Below is a listing; reproduce each line of it exactly.
BEGIN Extracted material
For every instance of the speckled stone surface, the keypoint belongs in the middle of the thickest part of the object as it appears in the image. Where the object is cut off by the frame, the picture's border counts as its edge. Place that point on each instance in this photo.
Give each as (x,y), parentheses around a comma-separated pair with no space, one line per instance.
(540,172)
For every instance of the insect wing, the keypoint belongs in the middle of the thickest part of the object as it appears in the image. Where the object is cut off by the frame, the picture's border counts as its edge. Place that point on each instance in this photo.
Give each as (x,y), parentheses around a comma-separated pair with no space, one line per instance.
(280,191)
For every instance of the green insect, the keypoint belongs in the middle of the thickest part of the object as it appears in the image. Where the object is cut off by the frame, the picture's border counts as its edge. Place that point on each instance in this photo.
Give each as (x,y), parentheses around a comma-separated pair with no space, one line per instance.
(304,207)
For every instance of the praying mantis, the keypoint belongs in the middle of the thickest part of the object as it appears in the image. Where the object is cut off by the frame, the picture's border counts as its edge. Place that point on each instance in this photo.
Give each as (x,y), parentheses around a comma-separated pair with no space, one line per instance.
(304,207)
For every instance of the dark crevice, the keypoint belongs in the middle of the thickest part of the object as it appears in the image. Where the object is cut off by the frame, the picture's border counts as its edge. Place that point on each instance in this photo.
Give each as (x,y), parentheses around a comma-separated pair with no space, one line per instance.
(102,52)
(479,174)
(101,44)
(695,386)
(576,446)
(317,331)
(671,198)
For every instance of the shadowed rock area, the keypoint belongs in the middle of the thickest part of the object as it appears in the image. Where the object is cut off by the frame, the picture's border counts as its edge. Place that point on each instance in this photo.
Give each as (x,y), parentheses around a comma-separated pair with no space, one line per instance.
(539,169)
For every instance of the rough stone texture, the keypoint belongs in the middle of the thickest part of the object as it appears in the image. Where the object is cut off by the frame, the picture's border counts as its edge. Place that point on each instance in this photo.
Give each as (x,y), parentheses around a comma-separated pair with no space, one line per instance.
END Extracted material
(Written answer):
For every instance of the speckled stone surface, the keypoint belongs in the middle of the thickest part of the object as it appears in the image. Where the object is cut off by the frame, the picture's border counts as its edge. Place that point on each instance in this photo.
Give each as (x,y), parentheses around a comma-separated pair with no space, one line per instance.
(540,172)
For every instance of the insect wing, the keypoint belongs in the middle of the thickest part of the object as it appears in the image. Where the object is cut off by the frame, the picture's border counts as its edge. Place that point on each instance in this photo.
Give each as (x,y), parentheses around a comma-separated pair with no space, one line per instance.
(280,191)
For every instance of the green insect, the keypoint belongs in the middle of the thickest part of the object as it appears in the image. Where the object is cut off by the frame, the picture's border counts as its edge. Place that point on each instance in this photo.
Give each as (x,y), parentheses around a comma-separated pair with no space, one line per instance.
(304,207)
For every instance of the praying mantis, the keypoint belongs in the middle of the thickest part of the object as it appears in the image. Where the object is cut off by the frame, the picture's border counts as its edge. Place that point on each instance in this photo.
Give each as (x,y), parentheses around a comma-separated pair with no space, one line per instance.
(304,207)
For every instance of the dark crevice, the keypoint belongs in the middle of the thickest part of the object as it appears in the image. Where the object is cut off by the frame, the picture's border counts as its edge. Place that point on each instance in this photo.
Give each as (x,y), parentheses around a comma-separated pair with no space, one line per instance.
(102,52)
(479,174)
(101,44)
(695,386)
(576,446)
(317,331)
(671,198)
For every instance of the shadowed rock area, the keypoint belongs in the middle of the thickest part of the object as it appears in the image. Where the object is cut off by the frame, the picture's border counts as its edge. Place that point on each instance in this photo.
Give each as (x,y), parentheses around a comma-separated pair with no space, one line per instance.
(539,169)
For every instance of the rough stone texture, the keypoint belongs in the middle of the thickest part of the object as it appears in the image. Where the object is cut off by the frame, the picture's border counts as its edge. Place that point on each instance in this photo.
Give each as (x,y), parentheses around a comma-separated pair with no space, one line per instance.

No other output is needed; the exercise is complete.